EXERCISE DETAILS |
Echo every one of the following entries back without altering a single character.

[Start RECORDED INFORMATION]

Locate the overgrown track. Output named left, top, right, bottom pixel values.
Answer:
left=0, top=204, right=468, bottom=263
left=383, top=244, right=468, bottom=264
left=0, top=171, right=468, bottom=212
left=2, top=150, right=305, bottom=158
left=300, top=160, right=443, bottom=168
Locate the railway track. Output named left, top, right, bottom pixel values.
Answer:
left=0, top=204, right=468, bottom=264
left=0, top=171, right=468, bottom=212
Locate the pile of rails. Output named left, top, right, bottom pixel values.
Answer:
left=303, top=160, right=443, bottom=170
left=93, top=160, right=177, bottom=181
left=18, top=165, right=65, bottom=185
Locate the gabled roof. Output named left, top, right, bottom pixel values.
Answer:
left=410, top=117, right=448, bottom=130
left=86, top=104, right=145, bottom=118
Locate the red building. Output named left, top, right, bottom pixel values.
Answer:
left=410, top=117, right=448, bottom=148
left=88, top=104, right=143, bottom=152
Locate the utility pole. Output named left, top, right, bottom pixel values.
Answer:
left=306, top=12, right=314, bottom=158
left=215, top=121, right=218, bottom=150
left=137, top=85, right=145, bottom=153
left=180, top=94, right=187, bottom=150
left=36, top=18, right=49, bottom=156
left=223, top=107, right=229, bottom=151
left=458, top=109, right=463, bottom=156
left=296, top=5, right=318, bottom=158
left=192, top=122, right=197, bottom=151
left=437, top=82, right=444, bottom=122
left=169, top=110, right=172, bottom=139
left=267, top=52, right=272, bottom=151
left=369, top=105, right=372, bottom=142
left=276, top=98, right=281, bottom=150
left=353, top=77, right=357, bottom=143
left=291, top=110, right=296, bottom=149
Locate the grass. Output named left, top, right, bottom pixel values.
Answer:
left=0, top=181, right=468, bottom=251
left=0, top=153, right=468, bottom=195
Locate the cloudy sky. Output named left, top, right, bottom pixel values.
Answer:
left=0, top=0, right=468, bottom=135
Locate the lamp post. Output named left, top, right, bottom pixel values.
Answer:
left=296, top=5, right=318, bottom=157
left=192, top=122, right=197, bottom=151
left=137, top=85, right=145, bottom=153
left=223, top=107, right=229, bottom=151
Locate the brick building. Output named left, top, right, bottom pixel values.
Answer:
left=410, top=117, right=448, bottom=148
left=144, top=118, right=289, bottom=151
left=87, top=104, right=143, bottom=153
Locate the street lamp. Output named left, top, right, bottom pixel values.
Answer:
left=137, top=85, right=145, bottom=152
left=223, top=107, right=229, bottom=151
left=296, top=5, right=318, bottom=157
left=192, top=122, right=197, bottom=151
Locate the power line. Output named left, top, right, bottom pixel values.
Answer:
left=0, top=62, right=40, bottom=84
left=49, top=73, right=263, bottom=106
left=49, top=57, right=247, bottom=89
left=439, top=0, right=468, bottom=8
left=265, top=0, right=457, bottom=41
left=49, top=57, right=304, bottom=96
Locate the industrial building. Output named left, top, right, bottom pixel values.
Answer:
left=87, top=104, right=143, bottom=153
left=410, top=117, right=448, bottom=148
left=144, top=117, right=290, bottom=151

[End RECORDED INFORMATION]

THE COMPLETED TASK |
Locate the overgrown track. Output named left, top, right, bottom pixel values.
Answer:
left=0, top=204, right=468, bottom=263
left=383, top=244, right=468, bottom=264
left=0, top=171, right=468, bottom=212
left=2, top=150, right=305, bottom=158
left=300, top=160, right=443, bottom=168
Locate the railway track. Output named left, top, right, bottom pixel values.
Answer:
left=0, top=204, right=468, bottom=264
left=0, top=171, right=468, bottom=212
Locate the pile of rails. Output named left, top, right, bottom pixel values.
Answer:
left=303, top=160, right=443, bottom=170
left=93, top=160, right=177, bottom=181
left=18, top=165, right=65, bottom=185
Locate the gabled roof. Output named left, top, right, bottom pixel values.
Answer:
left=410, top=117, right=448, bottom=130
left=86, top=104, right=145, bottom=118
Locate the red building. Output named left, top, right, bottom pixel values.
Answer:
left=410, top=117, right=448, bottom=148
left=88, top=104, right=143, bottom=152
Locate the utility pole. Output named left, top, right, bottom pixel values.
Answer:
left=306, top=12, right=314, bottom=158
left=215, top=121, right=218, bottom=150
left=137, top=85, right=145, bottom=153
left=180, top=94, right=187, bottom=150
left=36, top=18, right=49, bottom=156
left=223, top=107, right=229, bottom=151
left=458, top=109, right=463, bottom=156
left=296, top=5, right=318, bottom=158
left=192, top=122, right=197, bottom=151
left=437, top=82, right=444, bottom=122
left=169, top=110, right=172, bottom=139
left=267, top=52, right=272, bottom=151
left=369, top=105, right=372, bottom=142
left=276, top=98, right=281, bottom=150
left=353, top=77, right=357, bottom=143
left=291, top=110, right=296, bottom=149
Locate the grass. Output named left, top, right, bottom pixel values.
Answer:
left=0, top=181, right=468, bottom=251
left=0, top=153, right=468, bottom=195
Locate the cloudy sky. Output named left, top, right, bottom pixel values.
Answer:
left=0, top=0, right=468, bottom=135
Locate the lamp post. Output named left, top, right, bottom pixel values.
Answer:
left=296, top=5, right=318, bottom=157
left=192, top=122, right=197, bottom=151
left=137, top=85, right=145, bottom=153
left=223, top=107, right=229, bottom=151
Locate the brick building. Output named left, top, right, bottom pixel values.
Answer:
left=410, top=117, right=448, bottom=148
left=144, top=118, right=289, bottom=151
left=87, top=104, right=143, bottom=153
Locate the street lamp. Output named left, top, right, bottom pixel values.
Answer:
left=137, top=85, right=145, bottom=152
left=223, top=107, right=229, bottom=151
left=296, top=5, right=318, bottom=157
left=192, top=122, right=197, bottom=151
Locate the power line. Output named left, top, right, bottom pixel values.
Answer:
left=0, top=62, right=40, bottom=84
left=49, top=73, right=263, bottom=106
left=49, top=57, right=247, bottom=89
left=439, top=0, right=468, bottom=8
left=265, top=0, right=457, bottom=41
left=49, top=57, right=304, bottom=96
Locate the industrial building. Output named left, top, right, bottom pixel values.
Answer:
left=87, top=104, right=143, bottom=153
left=410, top=117, right=448, bottom=148
left=144, top=117, right=290, bottom=151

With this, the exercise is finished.